### [Document passage]

There are at least two situations where this distinction is an issue: 


1. When an HTTP server sends a 206 (Partial Content) response, as 
defined in HTTP/1.1. The client may form its view of an 
instance (e.g., an HTML document) by combining a cache entry 
with the partial content in the message. 


2. When an HTTP server uses a "delta encoding", as proposed ina 
separate document [9]. A delta encoding represents the changes 
between the current instance of a resource and a previous 
instance, and is an efficient way of reducing the bandwidth 
required for cache updates. The client forms its view of an 
instance by applying the delta in the message to one of its 
cache entries. 


We include these two kinds of transformations in a potentially 
broader category we call "instance manipulations." 


In each of these cases, the server might use a Content-MD5 header to 
protect the integrity of the response message. However, because the 
MIC in a Content-MD5 header field applies only to the entity in that 
message, and not to the entire instance being reassembled, it cannot 
protect against errors due to data corruption (e.g., of cache 
entries), programming errors (e.g., improper application of a partial 
content or delta), certain malicious attacks [9], or corruption of 
certain HTTP headers in transit.

### [Record list]
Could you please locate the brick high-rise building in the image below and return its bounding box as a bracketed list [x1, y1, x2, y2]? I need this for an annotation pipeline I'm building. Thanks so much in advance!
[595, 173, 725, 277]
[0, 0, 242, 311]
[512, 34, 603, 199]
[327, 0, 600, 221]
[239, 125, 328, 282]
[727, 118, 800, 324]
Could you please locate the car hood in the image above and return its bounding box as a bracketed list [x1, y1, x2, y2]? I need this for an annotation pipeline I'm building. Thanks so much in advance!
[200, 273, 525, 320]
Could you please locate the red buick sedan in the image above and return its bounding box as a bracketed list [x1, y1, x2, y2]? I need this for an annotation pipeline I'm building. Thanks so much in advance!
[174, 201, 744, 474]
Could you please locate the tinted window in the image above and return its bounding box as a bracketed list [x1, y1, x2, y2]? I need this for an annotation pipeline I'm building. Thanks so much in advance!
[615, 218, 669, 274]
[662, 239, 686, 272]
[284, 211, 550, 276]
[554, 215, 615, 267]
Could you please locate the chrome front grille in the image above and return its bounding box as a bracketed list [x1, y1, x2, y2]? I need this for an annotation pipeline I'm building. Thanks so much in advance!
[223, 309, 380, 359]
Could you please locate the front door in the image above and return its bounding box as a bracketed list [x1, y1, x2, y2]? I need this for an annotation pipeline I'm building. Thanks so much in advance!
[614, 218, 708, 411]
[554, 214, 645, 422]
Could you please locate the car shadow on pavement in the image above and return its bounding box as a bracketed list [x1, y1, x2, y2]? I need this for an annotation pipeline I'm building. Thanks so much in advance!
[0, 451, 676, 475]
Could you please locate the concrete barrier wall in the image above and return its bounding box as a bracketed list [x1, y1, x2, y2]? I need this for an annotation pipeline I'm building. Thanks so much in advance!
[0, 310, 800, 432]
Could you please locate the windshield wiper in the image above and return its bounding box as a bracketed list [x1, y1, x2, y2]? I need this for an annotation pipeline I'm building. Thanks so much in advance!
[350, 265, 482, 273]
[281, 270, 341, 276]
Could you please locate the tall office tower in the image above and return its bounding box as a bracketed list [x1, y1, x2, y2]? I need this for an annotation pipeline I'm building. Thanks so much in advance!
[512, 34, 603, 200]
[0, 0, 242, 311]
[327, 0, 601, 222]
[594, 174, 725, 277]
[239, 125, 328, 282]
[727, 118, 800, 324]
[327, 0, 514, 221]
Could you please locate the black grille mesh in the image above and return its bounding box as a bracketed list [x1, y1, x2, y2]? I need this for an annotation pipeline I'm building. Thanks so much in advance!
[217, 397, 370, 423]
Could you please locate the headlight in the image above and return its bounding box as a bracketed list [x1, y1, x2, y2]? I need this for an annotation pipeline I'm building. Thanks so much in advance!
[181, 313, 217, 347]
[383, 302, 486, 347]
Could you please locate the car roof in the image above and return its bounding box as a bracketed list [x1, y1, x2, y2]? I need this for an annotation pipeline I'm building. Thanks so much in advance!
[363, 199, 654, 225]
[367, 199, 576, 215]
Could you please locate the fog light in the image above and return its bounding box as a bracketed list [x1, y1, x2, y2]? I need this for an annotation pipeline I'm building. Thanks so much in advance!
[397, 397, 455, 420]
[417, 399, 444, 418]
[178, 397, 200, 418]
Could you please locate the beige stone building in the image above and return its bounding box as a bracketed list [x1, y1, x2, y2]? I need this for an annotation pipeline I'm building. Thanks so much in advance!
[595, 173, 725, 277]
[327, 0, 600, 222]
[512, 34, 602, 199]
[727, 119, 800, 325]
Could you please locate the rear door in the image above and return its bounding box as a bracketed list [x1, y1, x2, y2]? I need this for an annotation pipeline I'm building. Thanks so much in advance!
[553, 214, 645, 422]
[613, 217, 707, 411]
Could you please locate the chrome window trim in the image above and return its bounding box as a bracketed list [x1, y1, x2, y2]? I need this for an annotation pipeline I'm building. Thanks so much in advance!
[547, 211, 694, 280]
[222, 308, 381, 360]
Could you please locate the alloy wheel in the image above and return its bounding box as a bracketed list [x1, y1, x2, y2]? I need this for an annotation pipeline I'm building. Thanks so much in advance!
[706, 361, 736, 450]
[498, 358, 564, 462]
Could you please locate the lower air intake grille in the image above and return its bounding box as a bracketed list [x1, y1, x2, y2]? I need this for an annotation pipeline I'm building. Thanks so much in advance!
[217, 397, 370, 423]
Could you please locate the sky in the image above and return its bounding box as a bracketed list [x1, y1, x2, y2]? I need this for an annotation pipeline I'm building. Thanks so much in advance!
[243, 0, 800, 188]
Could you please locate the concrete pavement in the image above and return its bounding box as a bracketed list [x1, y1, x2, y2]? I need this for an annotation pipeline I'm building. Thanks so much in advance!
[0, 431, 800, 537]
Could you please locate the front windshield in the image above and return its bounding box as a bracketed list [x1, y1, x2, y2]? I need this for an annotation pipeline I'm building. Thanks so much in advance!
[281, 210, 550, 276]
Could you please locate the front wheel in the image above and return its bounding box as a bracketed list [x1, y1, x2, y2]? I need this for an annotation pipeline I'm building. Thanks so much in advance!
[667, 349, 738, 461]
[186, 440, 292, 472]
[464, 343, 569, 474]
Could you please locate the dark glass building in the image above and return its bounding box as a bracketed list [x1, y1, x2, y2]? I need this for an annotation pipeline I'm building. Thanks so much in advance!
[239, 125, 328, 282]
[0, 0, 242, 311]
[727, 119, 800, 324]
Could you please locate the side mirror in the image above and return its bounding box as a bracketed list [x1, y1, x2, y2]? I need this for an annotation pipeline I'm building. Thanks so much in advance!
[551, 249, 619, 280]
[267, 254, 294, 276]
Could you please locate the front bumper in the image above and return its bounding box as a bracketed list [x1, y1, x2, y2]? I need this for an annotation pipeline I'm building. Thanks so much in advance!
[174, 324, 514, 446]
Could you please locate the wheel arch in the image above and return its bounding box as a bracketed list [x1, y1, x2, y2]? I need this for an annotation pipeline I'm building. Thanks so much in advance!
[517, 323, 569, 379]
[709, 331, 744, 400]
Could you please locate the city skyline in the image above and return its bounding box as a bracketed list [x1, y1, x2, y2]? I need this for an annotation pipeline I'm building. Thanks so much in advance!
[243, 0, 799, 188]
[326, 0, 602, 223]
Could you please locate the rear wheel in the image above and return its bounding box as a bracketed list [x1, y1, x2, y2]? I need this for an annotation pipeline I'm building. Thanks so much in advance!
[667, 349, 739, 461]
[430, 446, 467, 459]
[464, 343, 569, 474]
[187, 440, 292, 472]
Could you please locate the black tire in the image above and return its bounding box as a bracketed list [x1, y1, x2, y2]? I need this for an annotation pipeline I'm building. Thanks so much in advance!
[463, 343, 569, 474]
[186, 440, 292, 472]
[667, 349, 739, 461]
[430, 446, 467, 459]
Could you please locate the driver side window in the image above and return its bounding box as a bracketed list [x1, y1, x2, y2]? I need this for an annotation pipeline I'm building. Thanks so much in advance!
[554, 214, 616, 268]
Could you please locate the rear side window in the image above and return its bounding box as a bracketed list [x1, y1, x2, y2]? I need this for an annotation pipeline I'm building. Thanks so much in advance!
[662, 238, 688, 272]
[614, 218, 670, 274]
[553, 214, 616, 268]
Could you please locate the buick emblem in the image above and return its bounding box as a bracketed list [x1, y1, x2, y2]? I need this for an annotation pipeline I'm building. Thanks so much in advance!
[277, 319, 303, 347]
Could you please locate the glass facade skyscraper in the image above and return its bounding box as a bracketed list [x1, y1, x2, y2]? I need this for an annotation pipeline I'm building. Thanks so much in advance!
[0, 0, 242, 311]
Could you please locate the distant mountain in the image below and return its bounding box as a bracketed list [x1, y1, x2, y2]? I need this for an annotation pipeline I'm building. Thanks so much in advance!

### [Required task A]
Rewrite the paragraph beginning "In each of these cases" from the passage on HTTP instance manipulations as a short bulleted list that keeps its main facts.
### [Required task B]
According to the passage on HTTP instance manipulations, what things can a Content-MD5 header fail to protect against? List all of them.
### [Required task C]
Return the stretch of the passage on HTTP instance manipulations from "We include these" through "headers in transit.", copied word for word.
The material that comes after the passage on HTTP instance manipulations is separate from it.

### [Task answer A]
- In both cases, the server might use a Content-MD5 header to protect the integrity of the response message.
- The MIC in a Content-MD5 header field applies only to the entity in that message, not to the entire instance being reassembled.
- Because of this, it cannot protect against:
  - data corruption (e.g., of cache entries)
  - programming errors (e.g., improper application of a partial content or delta)
  - certain malicious attacks
  - corruption of certain HTTP headers in transit

### [Task answer B]
- Errors due to data corruption (e.g., of cache entries)
- Programming errors (e.g., improper application of a partial content or delta)
- Certain malicious attacks
- Corruption of certain HTTP headers in transit

### [Task answer C]
We include these two kinds of transformations in a potentially 
broader category we call "instance manipulations." 


In each of these cases, the server might use a Content-MD5 header to 
protect the integrity of the response message. However, because the 
MIC in a Content-MD5 header field applies only to the entity in that 
message, and not to the entire instance being reassembled, it cannot 
protect against errors due to data corruption (e.g., of cache 
entries), programming errors (e.g., improper application of a partial 
content or delta), certain malicious attacks [9], or corruption of 
certain HTTP headers in transit.